● **EXTRAIT À LIRE**
#####

Apprivoiser le langage du métier

Comme Ahmad, les apprentis plurilingues sont souvent confrontés à des défis linguistiques significatifs lors de leur intégration dans un CFA, ce qui les empêche de comprendre l’intégralité des cours théoriques et pratiques. Ils ont alors du mal à saisir les instructions, les explications et les concepts clés liés à leur formation professionnelle. La communication avec les formateurs et les autres apprentis peut être entravée, créant un isolement social et professionnel. La maitrise insuffisante de la langue peut affecter leur intégration dans leur milieu professionnel, les empêcher de suivre correctement les consignes de sécurité, de comprendre les procédures de travail, d’interagir efficacement avec leurs collègues.

Pour surmonter ces défis, de nombreuses mesures sont mises en place dans certains CFA pour soutenir l’apprentissage de la langue française par les apprenants non francophones. En effet, un dispositif adapté représente un outil puissant pour favoriser l’intégration réussie des apprentis plurilingues et réfugiés dans le milieu professionnel francophone. Il reconnait que chaque apprenant plurilingue a des besoins linguistiques spécifiques en fonction de sa formation professionnelle, de son domaine d’activité et de ses expériences antérieures.

Adapter la pédagogie

L’ingénierie pédagogique, notamment celle du français sur objectif spécifique (FOS), est mise à profit pour concevoir des programmes d’enseignement qui croisent compétences linguistiques et professionnelles. Le concept de français langue professionnelle (FLP), tel que proposé par Florence Mourlhon-Dallies2, va au-delà de la simple acquisition de compétences linguistiques. Il vise à « impliquer une véritable articulation du langage à l’action ».

#####

● **MATÉRIEL FOURNI**

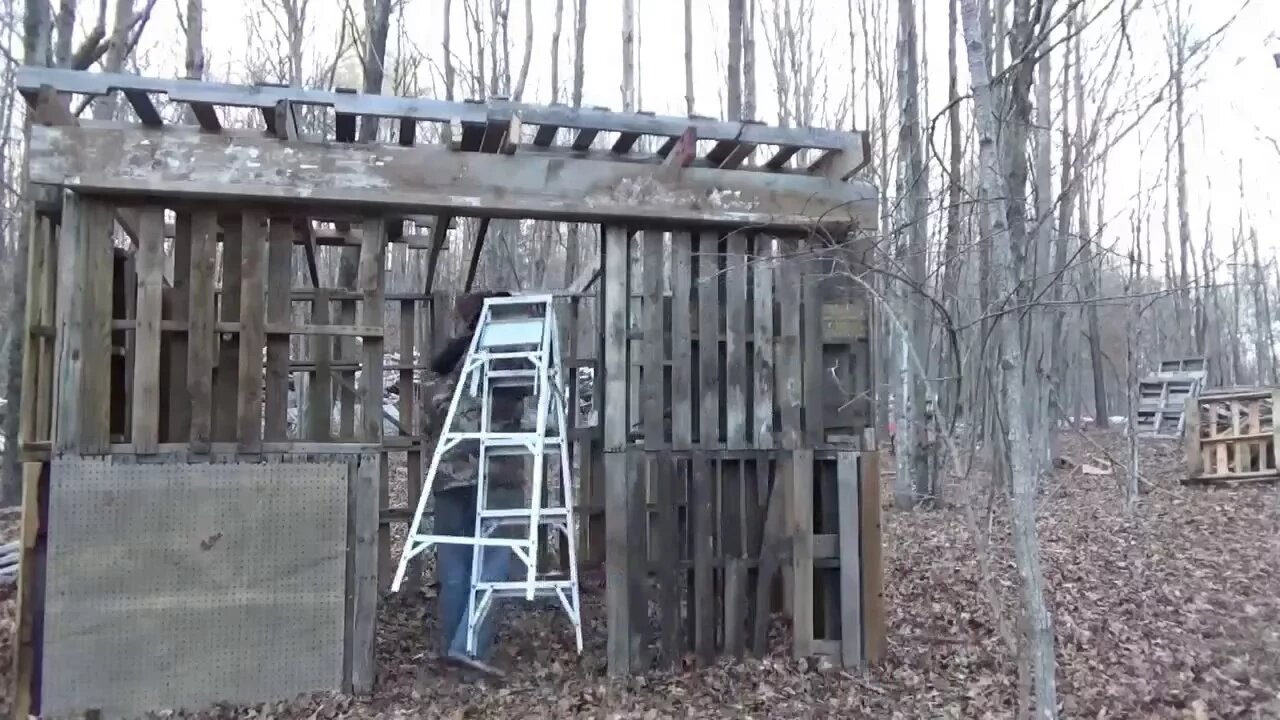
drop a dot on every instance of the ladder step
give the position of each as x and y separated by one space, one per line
524 513
506 440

#####

● **CONSIGNES DE TRAVAIL**
1 – Recopiez mot pour mot le passage de l'extrait sur les apprentis plurilingues, en commençant à « Apprivoiser le langage » et en terminant à « avec leurs collègues. ».
2 – Dans l'extrait sur les apprentis plurilingues, quels sont les trois facteurs dont dépendent les besoins linguistiques spécifiques de chaque apprenant plurilingue ? Relevez-les tous.
Les lignes ne servent pas pour ce travail.

● **CORRIGÉS DÉTAILLÉS**
1 –
Apprivoiser le langage du métier

Comme Ahmad, les apprentis plurilingues sont souvent confrontés à des défis linguistiques significatifs lors de leur intégration dans un CFA, ce qui les empêche de comprendre l’intégralité des cours théoriques et pratiques. Ils ont alors du mal à saisir les instructions, les explications et les concepts clés liés à leur formation professionnelle. La communication avec les formateurs et les autres apprentis peut être entravée, créant un isolement social et professionnel. La maitrise insuffisante de la langue peut affecter leur intégration dans leur milieu professionnel, les empêcher de suivre correctement les consignes de sécurité, de comprendre les procédures de travail, d’interagir efficacement avec leurs collègues.

2 –
- Sa formation professionnelle
- Son domaine d'activité
- Ses expériences antérieures